What is needed | Could you repeat the records below exactly, leaving the pictures out?

════════════════

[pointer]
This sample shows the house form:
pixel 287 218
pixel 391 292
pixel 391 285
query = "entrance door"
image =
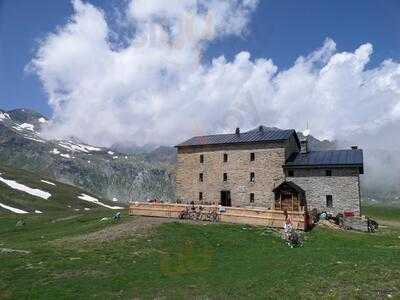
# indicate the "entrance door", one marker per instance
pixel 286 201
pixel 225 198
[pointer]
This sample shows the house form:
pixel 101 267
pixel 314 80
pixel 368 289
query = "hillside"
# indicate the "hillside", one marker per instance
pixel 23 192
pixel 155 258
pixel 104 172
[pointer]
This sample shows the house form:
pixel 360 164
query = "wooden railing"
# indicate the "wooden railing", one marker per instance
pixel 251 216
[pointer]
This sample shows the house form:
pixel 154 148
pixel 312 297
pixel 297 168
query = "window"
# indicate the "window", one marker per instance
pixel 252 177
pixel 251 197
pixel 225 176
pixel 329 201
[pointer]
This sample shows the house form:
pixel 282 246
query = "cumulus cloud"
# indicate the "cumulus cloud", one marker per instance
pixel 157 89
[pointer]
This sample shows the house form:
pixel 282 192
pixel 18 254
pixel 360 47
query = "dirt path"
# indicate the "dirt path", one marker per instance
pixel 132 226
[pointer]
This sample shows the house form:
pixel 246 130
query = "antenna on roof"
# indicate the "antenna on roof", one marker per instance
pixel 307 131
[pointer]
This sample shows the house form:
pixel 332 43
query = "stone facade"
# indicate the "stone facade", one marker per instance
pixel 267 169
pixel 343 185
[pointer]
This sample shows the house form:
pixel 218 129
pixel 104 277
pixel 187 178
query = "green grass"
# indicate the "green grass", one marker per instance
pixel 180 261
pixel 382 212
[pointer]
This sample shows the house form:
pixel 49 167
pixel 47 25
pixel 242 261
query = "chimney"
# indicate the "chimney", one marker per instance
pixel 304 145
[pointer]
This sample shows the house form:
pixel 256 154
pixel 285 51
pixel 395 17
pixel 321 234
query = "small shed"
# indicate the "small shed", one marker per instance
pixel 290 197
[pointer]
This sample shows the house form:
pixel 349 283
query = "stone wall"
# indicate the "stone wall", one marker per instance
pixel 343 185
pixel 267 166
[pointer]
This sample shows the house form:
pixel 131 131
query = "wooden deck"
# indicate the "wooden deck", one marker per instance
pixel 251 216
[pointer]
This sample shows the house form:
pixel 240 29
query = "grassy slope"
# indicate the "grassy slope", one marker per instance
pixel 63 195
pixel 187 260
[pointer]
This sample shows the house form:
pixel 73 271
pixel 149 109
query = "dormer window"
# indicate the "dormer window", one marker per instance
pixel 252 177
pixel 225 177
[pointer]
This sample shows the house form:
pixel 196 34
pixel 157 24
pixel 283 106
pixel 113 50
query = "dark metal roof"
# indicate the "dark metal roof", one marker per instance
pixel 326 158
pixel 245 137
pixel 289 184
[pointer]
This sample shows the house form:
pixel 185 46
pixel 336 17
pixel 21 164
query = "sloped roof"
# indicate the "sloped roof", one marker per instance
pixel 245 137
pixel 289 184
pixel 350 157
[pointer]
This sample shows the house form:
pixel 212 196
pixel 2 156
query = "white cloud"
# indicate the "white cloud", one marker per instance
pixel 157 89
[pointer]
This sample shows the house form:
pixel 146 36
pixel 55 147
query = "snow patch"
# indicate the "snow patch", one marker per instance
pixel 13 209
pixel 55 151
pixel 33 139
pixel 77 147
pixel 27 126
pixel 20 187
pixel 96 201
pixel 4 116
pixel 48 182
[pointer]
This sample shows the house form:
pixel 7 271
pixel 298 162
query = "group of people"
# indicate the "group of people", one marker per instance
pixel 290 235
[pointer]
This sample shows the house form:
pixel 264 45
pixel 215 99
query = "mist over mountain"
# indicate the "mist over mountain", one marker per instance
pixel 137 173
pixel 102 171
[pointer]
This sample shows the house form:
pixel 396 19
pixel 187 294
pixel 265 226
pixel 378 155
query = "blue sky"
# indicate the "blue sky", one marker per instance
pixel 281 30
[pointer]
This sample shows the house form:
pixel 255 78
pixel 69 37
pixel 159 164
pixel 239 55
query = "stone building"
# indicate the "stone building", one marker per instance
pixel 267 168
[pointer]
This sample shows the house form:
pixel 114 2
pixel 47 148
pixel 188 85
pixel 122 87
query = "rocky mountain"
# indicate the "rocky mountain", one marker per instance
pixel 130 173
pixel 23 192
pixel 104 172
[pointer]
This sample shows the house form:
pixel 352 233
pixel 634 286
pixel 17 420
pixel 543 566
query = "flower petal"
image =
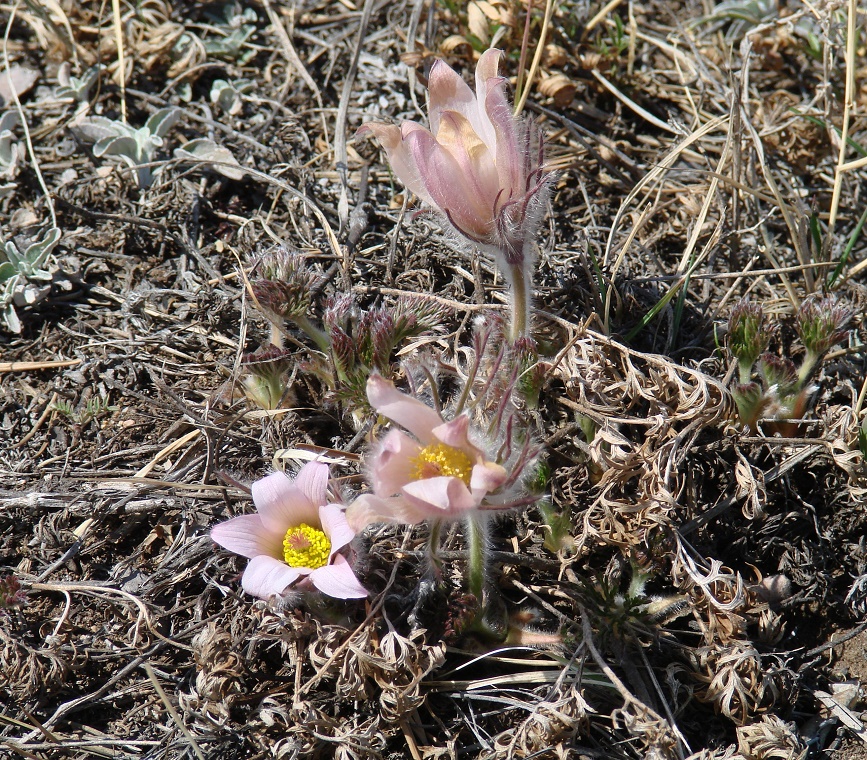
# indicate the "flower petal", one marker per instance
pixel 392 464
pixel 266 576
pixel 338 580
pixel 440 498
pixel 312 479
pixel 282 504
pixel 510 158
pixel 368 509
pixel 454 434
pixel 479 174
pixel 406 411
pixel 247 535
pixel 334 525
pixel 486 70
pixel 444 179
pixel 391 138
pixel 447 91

════════════════

Solution |
[pointer]
This sample shows the house form:
pixel 287 218
pixel 391 292
pixel 391 285
query = "entrance door"
image =
# indicate the "entrance door", one marker per instance
pixel 286 201
pixel 225 198
[pointer]
This sample shows the house form:
pixel 101 267
pixel 314 80
pixel 368 289
query = "hillside"
# indicate the "hillside", one marker per instance
pixel 23 192
pixel 155 258
pixel 104 172
[pointer]
This sample shows the house form:
pixel 360 164
query = "wooden railing"
# indicate the "wooden railing", one marker per instance
pixel 251 216
[pointer]
This sample shows the house form:
pixel 154 148
pixel 312 297
pixel 297 168
query = "window"
# indicate the "window", one marker per instance
pixel 252 177
pixel 251 197
pixel 225 176
pixel 329 201
[pointer]
This sample shows the house form:
pixel 282 246
query = "cumulus cloud"
# indicate the "cumulus cloud", one marker per instance
pixel 157 89
[pointer]
This sample shows the house form:
pixel 282 192
pixel 18 254
pixel 360 47
query = "dirt path"
# indicate the "dirt path", one marker per instance
pixel 132 226
[pointer]
This sample shows the house form:
pixel 246 130
query = "antenna on roof"
# indicate the "antenna on roof", one marker per instance
pixel 307 131
[pointer]
This sample shows the house form:
pixel 332 43
query = "stone facade"
# indicate the "stone facade", one marker per instance
pixel 267 169
pixel 343 185
[pointer]
This sample shows the house form:
pixel 218 129
pixel 104 277
pixel 187 178
query = "green grass"
# indicate the "green grass", one marker per instance
pixel 180 261
pixel 382 212
[pointer]
This sample shows the house form:
pixel 49 167
pixel 47 25
pixel 242 261
query = "chimney"
# indicate the "chimney", one marker per instance
pixel 304 145
[pointer]
This sample shows the house form:
pixel 256 154
pixel 285 51
pixel 395 17
pixel 321 234
query = "small shed"
# indicate the "small shed", one marker per instance
pixel 290 197
[pointer]
This sample shows the house form:
pixel 349 283
query = "stone wall"
# indicate the "stone wall", one marker per instance
pixel 343 185
pixel 267 166
[pointer]
This sample shows the house form:
pixel 131 131
query = "wooden deck"
# indicate the "wooden deck", one marker per instance
pixel 251 216
[pointer]
This sample shows the house form:
pixel 240 29
query = "grassy slope"
# indicate the "grassy slope", one marker per instance
pixel 63 195
pixel 187 260
[pointer]
This sample shows the house form:
pixel 73 271
pixel 149 109
query = "dormer window"
# indicate the "dormer window", one marker per instance
pixel 252 177
pixel 225 177
[pointer]
This sample shows the house form:
pixel 196 34
pixel 157 24
pixel 283 106
pixel 113 50
query = "dark metal roof"
# indicate the "dark metal roof", one marker per instance
pixel 326 158
pixel 245 137
pixel 289 184
[pointer]
This sample shows the house form:
pixel 185 46
pixel 336 17
pixel 21 164
query = "sloped roof"
# indicate the "sloped roof", one marker per instance
pixel 245 137
pixel 289 184
pixel 350 157
[pointer]
This sample shows the house form:
pixel 212 196
pixel 2 156
query = "white cloud"
# indicate the "white cloud", one marker per instance
pixel 157 89
[pointer]
This sample shows the house form:
pixel 146 36
pixel 55 147
query = "snow patch"
# indicate the "snow patch", one marker per instance
pixel 13 209
pixel 55 151
pixel 33 139
pixel 77 147
pixel 27 126
pixel 20 187
pixel 96 201
pixel 4 116
pixel 48 182
[pointer]
This sample shows the house form:
pixel 7 271
pixel 298 162
query = "group of people"
# indicate the "group of people", one marker per instance
pixel 290 235
[pointer]
This sample shows the house form:
pixel 264 45
pixel 215 99
query = "mist over mountain"
# indicate the "mist over mountain", one marker per instance
pixel 137 173
pixel 102 171
[pointer]
This sample shows the house form:
pixel 396 19
pixel 187 294
pixel 265 226
pixel 378 155
query = "blue sky"
# indicate the "blue sky", one marker per instance
pixel 281 30
[pointer]
This sample shows the house form:
pixel 255 78
pixel 69 37
pixel 159 164
pixel 239 55
query = "stone building"
# indicate the "stone building", one marker per instance
pixel 267 168
[pointer]
This sample shows the house form:
pixel 114 2
pixel 47 148
pixel 188 85
pixel 122 87
query = "rocky mountain"
# indicate the "rocky mountain", one marker per instance
pixel 130 173
pixel 23 192
pixel 104 172
[pointer]
This sample shows the house form:
pixel 352 233
pixel 634 286
pixel 17 420
pixel 543 566
query = "flower petal"
image =
# indicate the "flower petal", one marker per instance
pixel 392 464
pixel 266 576
pixel 338 580
pixel 440 498
pixel 312 479
pixel 282 504
pixel 510 158
pixel 368 509
pixel 454 434
pixel 479 174
pixel 406 411
pixel 247 535
pixel 334 525
pixel 486 70
pixel 444 179
pixel 391 138
pixel 447 91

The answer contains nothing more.